## BEGIN Records for the exercise

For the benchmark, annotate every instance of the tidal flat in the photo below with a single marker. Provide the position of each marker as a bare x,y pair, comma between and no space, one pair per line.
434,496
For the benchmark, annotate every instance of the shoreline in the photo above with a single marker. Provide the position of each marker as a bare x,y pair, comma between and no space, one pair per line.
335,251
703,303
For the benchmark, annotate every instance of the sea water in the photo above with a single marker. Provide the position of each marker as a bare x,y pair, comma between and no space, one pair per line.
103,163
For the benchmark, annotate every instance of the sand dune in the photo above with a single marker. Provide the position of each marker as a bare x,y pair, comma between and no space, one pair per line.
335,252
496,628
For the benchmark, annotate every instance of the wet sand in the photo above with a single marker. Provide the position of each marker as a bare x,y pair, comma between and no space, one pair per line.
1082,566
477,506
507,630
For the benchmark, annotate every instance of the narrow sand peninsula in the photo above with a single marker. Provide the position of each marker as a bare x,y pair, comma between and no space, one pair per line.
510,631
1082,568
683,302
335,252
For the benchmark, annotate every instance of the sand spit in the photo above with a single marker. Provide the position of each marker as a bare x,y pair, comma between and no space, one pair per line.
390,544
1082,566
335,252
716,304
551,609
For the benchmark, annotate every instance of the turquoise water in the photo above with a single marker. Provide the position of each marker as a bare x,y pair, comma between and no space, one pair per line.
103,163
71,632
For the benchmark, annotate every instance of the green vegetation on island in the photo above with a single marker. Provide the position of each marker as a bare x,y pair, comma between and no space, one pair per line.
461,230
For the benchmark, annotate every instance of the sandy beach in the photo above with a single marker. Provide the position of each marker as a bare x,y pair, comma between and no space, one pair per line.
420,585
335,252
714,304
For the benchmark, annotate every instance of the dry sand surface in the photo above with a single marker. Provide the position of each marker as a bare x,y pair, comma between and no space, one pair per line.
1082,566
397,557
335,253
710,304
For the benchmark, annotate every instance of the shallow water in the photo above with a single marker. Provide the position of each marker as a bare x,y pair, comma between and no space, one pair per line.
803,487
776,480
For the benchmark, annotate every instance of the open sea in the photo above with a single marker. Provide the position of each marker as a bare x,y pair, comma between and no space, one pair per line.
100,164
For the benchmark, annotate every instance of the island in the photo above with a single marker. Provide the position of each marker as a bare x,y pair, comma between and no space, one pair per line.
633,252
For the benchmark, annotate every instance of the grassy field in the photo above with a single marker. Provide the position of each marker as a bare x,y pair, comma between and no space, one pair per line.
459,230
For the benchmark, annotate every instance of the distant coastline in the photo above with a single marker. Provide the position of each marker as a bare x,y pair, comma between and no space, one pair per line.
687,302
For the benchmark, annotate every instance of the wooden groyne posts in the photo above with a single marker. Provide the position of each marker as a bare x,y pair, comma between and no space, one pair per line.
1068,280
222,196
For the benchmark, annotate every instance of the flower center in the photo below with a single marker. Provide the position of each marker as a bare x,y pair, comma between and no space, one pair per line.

## END Records for the exercise

Every line from the one containing "For the benchmark, annotate every instance of the island" through the last line must be copied exactly; leave out the rest.

# Completed exercise
For the benchmark, annotate every instance of the island in the photo above with a single marker. Provide the position of each marker as a bare x,y pair, comma between and no space, one pair per line.
633,252
For the benchmark, annotate every instance of the grassy field in the photo above with a single marker. Provide the position of each marker as a bare x,y pair, comma between and no space, one pair per line.
459,230
For the benchmark, annotate every instance of the distant coastline in the photo above with a single marker. Provide the position of each marker as a bare x,y pair, comma between and no space, one pair per line.
687,302
For the benchmark, annotate every instance of the wooden groyne posts in the photo above with a single marker. Provide the position of each marker as a bare x,y pair, comma between and no space, one pair per line.
1068,280
222,196
For the benchmark, annotate every instance of the flower center in the photo below with a single marker. Provide the position of each marker as a bare x,y pair, comma between and no space, one pair per line.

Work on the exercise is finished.